# Text block:
_ _ _

Beyond Words: Evaluating and Bridging Epistemic Divergence in User-Agent Interaction via Theory of Mind
Minyuan Ruan, Ziyue Wang, Kaiming Liu, Yunghwei Lai, Peng Li, Yang Liu
TL;DR
This work reframes interaction with LLMs as a Theory of Mind (ToM) problem, formalizing a mechanism to detect and resolve epistemic divergence between a user’s subjective belief $b$ and the true environment state $s^*$. It introduces SynchToM, a four-domain benchmark with a two-stage data pipeline that generates belief–profile–state scenarios and 10-turn interaction trajectories, enabling evaluation of ToM utility in practical tasks. Across 11 models, results show ToM performance is domain-dependent and that ground-truth ToM factors significantly boost task success, while misalignment causes resolution failures; ToM reasoning is shown to be transferable and trainable via trajectory data. The authors demonstrate functional enhancements through trajectory-based reinforcement learning with ToM tokens and a training-free multi-agent collaboration setup, underscoring the practical impact of ToM for more robust, user-aligned AI agents in real-world settings.
Abstract
Large Language Models (LLMs) have developed rapidly and are widely applied to both general-purpose and professional tasks to assist human users. However, they still struggle to comprehend and respond to the true user needs when intentions and instructions are imprecisely conveyed, leading to a divergence between subjective user believes and true environment states. Resolving this epistemic divergence requires Theory of Mind (ToM), yet existing ToM evaluations for LLMs primarily focus on isolated belief inference, overlooking its functional utility in real-world interaction. To this end, we formalize ToM for LLMs as a mechanism for epistemic divergence detection and resolution, and propose a benchmark, \benchname, to assess how models reconcile user beliefs and profiles in practice. Results across 11 leading models reveal a significant limitation to identify underlying cognitive gaps that impede task success. To bridge this gap, we further curate a trajectory-based ToM dataset linking belief tracking with task-related state inference. The model trained on this data via reinforcement learning shows consistent improvement in reasoning about user mental states, leading to enhanced downstream performance. Our work highlights the practical value of ToM as an essential interaction-level mechanism rather than as a standalone reasoning skill.

_ _ _

# Task goal:
How many domains does the SynchToM benchmark cover, according to the Theory of Mind paper summary above?

_ _ _

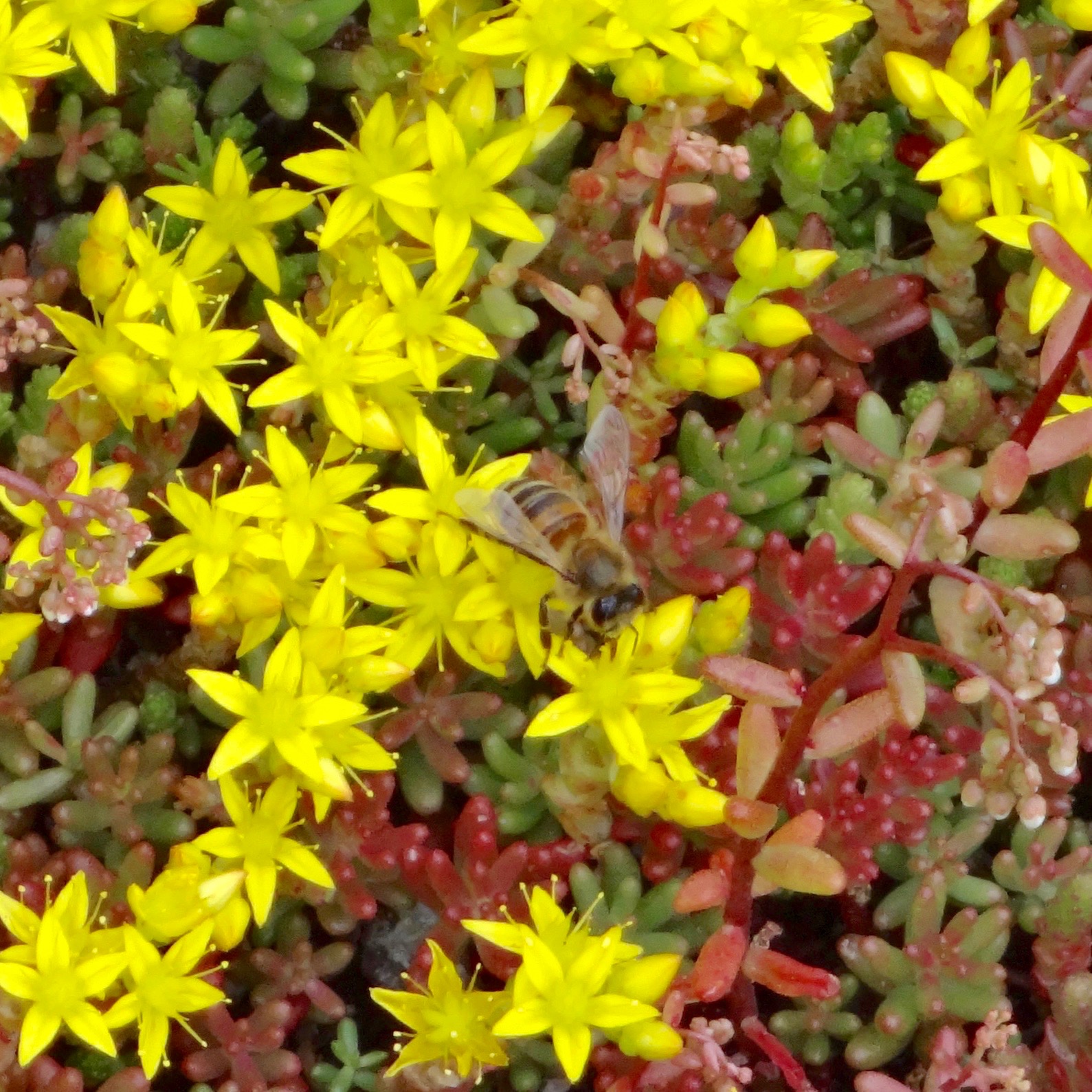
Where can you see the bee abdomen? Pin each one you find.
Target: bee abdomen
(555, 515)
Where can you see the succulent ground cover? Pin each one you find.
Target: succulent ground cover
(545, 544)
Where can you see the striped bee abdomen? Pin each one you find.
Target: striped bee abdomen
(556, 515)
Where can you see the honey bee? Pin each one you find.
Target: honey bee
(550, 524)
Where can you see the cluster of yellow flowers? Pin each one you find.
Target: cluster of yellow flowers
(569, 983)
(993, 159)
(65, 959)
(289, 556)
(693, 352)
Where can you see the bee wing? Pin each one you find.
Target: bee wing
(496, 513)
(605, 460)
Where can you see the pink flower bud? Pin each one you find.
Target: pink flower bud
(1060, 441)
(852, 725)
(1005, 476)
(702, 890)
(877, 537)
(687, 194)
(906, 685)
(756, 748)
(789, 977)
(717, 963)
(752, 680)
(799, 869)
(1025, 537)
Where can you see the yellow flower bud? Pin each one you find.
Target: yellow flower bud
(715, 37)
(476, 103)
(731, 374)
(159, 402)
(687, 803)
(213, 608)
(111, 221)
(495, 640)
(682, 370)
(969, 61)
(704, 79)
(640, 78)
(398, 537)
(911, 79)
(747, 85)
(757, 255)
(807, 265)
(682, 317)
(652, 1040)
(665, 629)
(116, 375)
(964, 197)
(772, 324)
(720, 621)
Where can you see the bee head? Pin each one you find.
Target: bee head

_ _ _

# Exercise solution:
Four domains.